• [Task brief]
For each line below that includes the word "surface", make a copy.

(Beginning of Extracted entries)

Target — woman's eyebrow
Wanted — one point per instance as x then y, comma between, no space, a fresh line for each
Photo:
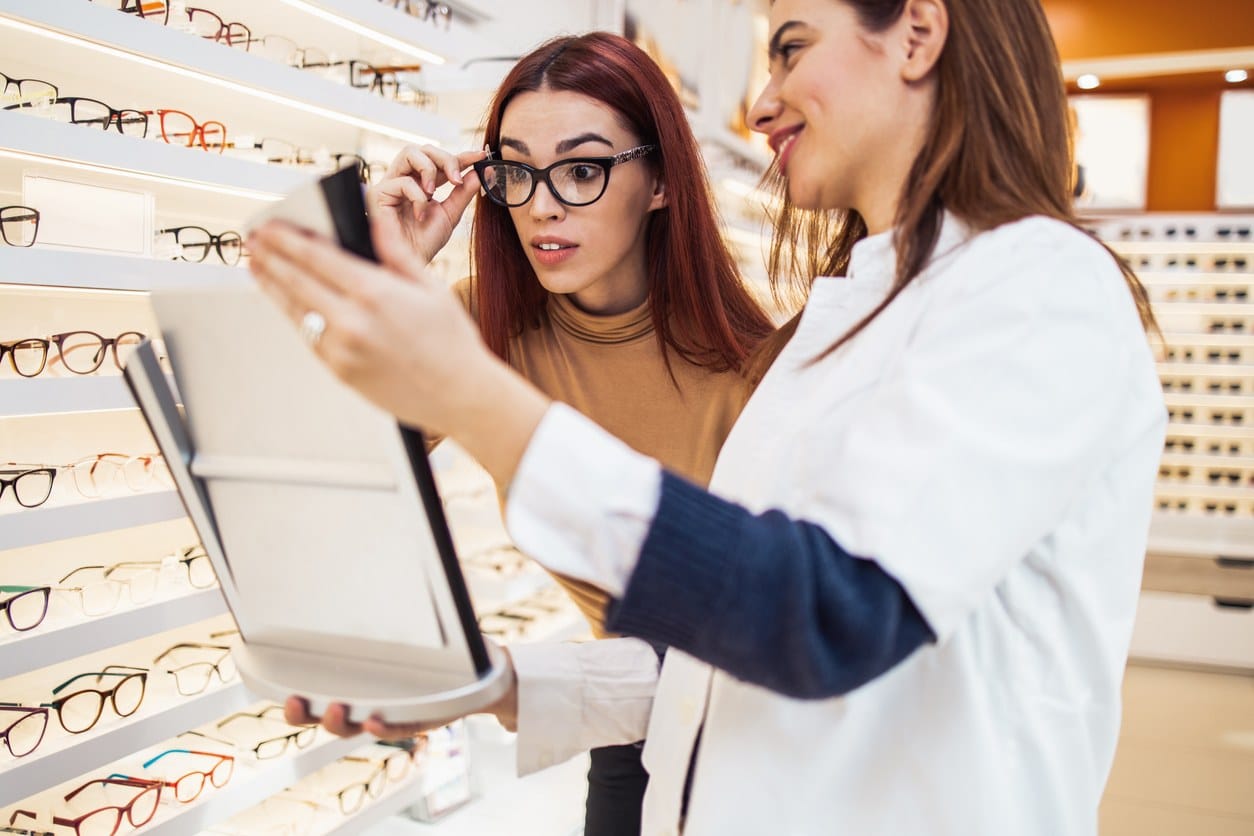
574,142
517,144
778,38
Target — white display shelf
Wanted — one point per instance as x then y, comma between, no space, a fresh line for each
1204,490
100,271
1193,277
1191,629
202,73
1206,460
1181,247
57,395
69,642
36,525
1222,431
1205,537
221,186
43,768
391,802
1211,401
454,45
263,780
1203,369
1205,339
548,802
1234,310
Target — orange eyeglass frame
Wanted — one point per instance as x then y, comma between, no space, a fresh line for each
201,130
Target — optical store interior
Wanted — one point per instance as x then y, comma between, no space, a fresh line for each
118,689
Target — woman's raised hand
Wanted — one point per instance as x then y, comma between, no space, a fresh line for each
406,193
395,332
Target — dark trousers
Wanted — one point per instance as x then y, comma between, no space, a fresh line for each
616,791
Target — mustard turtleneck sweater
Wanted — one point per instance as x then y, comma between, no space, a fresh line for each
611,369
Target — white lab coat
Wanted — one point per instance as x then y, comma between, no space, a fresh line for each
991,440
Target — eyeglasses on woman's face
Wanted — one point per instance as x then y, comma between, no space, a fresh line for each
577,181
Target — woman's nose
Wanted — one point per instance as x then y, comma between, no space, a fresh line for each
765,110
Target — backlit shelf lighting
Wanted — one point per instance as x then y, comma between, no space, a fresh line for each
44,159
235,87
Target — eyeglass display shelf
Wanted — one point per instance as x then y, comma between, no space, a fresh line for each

(End of Extracted entries)
(Beginning of Extracted entries)

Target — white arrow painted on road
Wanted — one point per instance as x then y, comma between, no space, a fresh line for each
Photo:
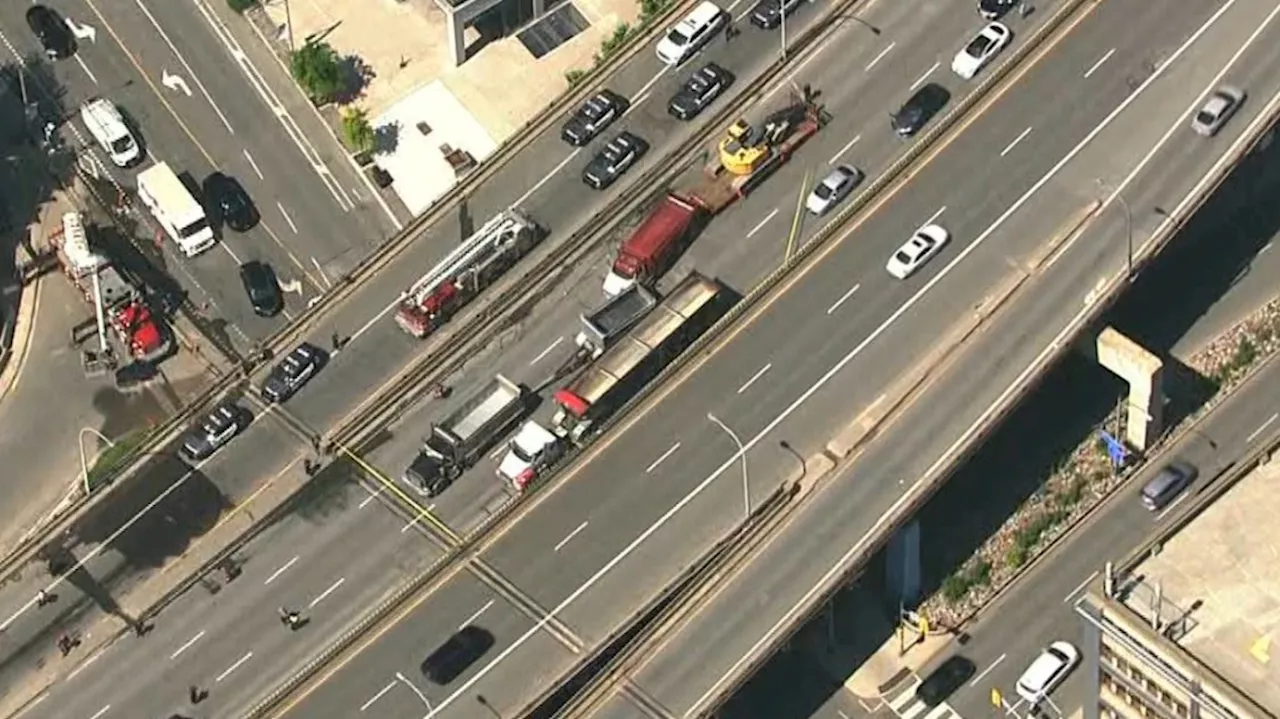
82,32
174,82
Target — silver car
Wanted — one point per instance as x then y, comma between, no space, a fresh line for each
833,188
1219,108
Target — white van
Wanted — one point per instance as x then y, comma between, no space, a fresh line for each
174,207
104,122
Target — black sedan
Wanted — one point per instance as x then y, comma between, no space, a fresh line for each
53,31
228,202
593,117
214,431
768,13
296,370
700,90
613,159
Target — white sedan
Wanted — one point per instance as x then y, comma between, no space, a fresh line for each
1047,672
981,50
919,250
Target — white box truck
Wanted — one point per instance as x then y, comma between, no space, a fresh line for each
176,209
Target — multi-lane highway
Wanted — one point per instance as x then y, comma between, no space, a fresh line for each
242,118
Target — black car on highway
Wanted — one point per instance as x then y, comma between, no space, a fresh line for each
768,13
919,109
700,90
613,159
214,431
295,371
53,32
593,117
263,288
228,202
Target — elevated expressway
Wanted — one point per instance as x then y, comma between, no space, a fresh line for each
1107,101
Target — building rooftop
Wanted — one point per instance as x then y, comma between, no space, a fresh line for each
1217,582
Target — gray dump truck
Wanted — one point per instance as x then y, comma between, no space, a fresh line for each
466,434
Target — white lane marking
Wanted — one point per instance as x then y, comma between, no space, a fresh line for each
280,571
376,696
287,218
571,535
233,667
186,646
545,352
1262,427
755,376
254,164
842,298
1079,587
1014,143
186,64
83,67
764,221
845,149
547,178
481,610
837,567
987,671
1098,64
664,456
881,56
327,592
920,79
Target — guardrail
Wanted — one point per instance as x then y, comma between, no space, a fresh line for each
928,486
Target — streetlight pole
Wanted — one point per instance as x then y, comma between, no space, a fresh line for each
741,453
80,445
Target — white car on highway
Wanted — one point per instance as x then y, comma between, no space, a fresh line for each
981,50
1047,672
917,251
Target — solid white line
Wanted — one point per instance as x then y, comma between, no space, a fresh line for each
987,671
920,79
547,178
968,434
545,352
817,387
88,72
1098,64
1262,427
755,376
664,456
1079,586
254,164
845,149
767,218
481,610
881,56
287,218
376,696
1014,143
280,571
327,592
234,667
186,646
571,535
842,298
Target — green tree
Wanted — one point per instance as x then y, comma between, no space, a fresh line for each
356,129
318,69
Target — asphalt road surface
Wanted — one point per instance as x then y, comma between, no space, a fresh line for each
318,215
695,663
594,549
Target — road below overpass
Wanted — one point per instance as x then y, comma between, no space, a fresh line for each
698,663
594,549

(End of Extracted entries)
(Beginning of Extracted entries)

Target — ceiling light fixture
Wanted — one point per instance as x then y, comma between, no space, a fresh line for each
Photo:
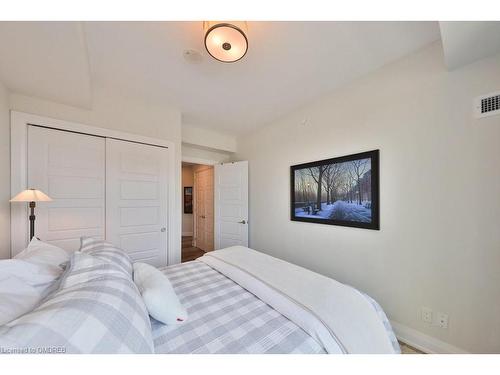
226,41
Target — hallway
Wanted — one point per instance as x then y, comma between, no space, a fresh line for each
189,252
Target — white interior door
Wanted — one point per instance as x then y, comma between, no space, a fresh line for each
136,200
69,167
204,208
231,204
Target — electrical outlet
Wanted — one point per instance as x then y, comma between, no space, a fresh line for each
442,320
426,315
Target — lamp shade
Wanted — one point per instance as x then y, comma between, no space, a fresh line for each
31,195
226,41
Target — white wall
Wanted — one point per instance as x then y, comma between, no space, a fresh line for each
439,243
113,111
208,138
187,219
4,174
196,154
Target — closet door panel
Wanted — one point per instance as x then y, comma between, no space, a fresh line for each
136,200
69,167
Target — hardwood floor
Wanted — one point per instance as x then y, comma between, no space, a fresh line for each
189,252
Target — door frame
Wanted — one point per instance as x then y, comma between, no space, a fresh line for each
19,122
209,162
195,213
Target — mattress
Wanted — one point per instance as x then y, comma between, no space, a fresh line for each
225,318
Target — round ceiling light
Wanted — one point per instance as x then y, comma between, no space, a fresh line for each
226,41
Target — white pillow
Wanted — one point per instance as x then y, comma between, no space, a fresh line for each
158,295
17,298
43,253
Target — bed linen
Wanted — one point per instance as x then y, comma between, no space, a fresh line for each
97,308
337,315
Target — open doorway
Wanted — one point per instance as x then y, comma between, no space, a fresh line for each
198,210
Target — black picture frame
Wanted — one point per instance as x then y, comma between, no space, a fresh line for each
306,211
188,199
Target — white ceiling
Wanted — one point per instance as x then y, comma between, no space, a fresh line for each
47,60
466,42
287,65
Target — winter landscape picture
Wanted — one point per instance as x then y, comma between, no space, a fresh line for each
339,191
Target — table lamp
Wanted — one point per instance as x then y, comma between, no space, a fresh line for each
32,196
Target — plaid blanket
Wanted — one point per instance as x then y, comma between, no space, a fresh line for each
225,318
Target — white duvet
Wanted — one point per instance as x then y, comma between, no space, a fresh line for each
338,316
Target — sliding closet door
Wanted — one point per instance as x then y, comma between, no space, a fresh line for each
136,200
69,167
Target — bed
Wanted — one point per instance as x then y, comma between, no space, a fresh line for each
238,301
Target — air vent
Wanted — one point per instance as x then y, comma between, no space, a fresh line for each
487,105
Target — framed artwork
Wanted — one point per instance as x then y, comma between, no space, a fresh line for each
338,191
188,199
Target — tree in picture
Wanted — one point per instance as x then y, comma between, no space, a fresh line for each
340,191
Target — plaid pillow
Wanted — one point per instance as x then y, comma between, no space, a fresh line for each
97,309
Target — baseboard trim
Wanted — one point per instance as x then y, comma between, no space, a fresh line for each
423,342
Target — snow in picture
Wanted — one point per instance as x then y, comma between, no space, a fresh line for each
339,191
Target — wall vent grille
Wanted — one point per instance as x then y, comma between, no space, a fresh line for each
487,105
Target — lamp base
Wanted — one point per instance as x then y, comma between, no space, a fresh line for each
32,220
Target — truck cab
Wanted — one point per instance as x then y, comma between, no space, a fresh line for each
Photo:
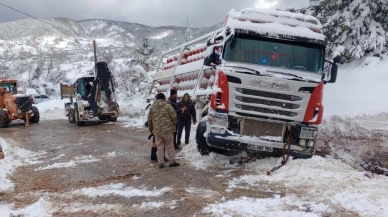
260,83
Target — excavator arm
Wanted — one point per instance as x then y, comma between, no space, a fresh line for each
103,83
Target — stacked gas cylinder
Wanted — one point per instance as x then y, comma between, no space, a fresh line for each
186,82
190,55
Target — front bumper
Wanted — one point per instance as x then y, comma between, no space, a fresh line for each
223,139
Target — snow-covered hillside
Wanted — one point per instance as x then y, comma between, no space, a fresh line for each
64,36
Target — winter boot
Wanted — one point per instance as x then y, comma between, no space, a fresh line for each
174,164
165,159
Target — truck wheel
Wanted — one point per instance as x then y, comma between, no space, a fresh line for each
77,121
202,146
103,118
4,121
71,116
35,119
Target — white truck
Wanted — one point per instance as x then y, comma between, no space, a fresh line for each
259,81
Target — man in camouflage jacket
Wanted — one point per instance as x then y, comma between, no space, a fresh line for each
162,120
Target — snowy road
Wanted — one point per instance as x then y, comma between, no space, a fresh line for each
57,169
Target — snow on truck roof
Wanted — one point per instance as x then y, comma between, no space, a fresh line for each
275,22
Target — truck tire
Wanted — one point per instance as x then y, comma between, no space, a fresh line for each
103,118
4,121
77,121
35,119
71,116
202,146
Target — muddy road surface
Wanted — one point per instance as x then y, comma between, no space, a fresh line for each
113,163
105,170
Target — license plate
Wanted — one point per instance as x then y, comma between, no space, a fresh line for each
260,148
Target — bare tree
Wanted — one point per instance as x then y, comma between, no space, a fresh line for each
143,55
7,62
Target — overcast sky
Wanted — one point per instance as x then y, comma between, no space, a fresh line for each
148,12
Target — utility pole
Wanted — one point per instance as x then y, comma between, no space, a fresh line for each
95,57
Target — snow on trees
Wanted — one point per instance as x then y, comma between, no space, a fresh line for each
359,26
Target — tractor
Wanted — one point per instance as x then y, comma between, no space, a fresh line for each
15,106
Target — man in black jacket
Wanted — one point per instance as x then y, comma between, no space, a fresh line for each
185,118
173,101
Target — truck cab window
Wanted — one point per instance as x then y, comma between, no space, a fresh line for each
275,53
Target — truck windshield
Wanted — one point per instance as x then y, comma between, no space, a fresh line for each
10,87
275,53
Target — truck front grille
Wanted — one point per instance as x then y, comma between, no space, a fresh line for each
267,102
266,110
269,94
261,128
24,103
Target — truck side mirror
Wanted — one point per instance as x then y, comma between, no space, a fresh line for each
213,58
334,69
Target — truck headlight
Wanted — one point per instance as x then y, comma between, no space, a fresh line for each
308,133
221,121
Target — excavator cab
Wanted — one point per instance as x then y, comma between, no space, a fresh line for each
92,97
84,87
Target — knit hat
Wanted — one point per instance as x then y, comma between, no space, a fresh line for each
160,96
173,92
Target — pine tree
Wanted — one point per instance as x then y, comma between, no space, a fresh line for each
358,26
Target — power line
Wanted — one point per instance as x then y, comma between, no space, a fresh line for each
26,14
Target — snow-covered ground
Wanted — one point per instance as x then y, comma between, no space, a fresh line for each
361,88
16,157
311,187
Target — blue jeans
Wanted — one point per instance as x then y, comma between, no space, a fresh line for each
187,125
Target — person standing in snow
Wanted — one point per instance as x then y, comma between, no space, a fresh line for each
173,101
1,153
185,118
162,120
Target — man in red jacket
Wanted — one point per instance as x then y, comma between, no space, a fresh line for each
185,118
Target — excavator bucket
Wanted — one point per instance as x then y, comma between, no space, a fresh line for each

(End of Extracted entries)

• [Problem solution]
Target — asphalt road surface
Target — muddy road surface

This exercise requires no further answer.